» **Task prompt**:
In the listing below, locate the line that contains "of the hairy" and the line that contains "point(181, 94)". Restate word for word those two lines and every line between them, and nothing else.

» **Data shown**:

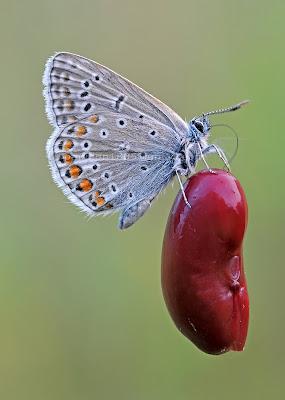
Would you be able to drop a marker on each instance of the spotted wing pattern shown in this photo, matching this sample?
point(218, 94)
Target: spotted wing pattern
point(114, 145)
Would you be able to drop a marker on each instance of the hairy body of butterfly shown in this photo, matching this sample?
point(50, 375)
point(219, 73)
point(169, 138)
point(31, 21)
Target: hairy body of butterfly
point(114, 147)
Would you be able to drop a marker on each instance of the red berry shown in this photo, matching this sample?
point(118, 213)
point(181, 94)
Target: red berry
point(203, 279)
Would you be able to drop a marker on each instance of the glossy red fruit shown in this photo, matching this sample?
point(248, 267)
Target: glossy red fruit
point(203, 279)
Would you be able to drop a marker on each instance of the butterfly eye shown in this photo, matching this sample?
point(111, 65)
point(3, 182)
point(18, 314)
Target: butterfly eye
point(199, 126)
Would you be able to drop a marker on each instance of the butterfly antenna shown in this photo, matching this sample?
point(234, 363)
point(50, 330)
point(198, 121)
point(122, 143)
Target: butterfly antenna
point(228, 109)
point(182, 190)
point(236, 137)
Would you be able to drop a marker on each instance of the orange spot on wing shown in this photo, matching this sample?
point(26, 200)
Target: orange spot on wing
point(68, 144)
point(94, 119)
point(81, 130)
point(85, 185)
point(100, 201)
point(75, 171)
point(68, 158)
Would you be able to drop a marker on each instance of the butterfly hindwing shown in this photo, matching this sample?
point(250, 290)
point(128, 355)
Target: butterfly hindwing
point(114, 145)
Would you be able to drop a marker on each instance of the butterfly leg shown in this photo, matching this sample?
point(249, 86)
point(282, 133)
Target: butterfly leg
point(131, 214)
point(213, 148)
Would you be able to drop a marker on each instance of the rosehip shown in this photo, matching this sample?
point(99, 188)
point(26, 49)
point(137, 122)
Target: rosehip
point(203, 279)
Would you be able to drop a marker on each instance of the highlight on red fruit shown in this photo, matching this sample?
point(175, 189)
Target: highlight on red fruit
point(203, 278)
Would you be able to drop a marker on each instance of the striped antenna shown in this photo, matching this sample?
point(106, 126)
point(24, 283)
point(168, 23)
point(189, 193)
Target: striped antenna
point(228, 109)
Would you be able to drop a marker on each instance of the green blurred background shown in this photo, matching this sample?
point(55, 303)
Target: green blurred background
point(82, 314)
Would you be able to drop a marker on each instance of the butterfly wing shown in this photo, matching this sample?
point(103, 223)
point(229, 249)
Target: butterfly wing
point(114, 145)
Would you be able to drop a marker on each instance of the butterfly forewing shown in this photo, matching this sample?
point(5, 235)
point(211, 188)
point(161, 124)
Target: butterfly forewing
point(114, 144)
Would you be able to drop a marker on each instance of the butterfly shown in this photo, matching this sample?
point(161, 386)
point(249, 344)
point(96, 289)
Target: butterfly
point(114, 146)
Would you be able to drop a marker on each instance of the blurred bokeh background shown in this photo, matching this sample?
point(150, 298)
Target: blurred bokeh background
point(82, 313)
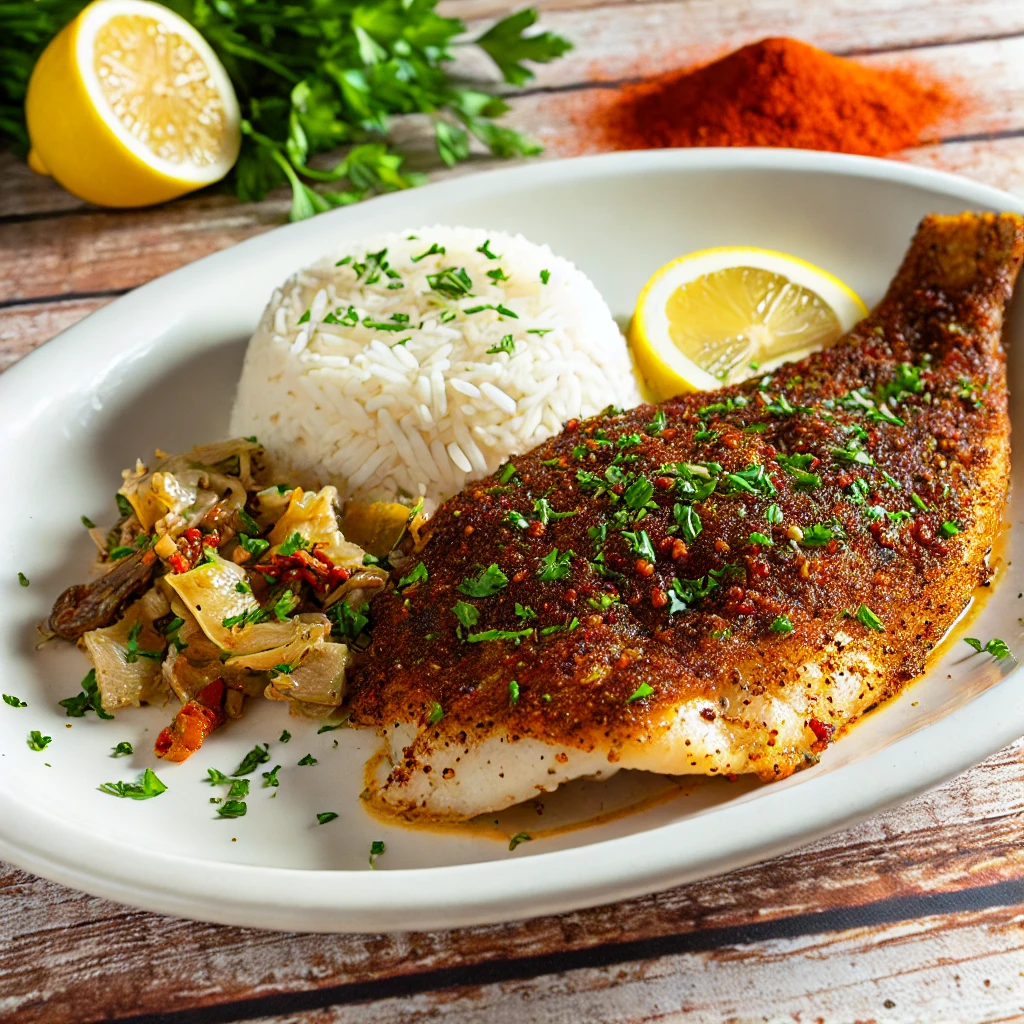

» **Solution for this task**:
Would you be able to drop a marker on each instance of the hairy body of butterfly shown in this photo, matching this sample?
point(50, 375)
point(219, 73)
point(169, 138)
point(31, 21)
Target: hairy body of butterfly
point(114, 147)
Would you be able to drop a marker on each instance of the red berry shown in this photo, matching this sample?
point(118, 213)
point(181, 94)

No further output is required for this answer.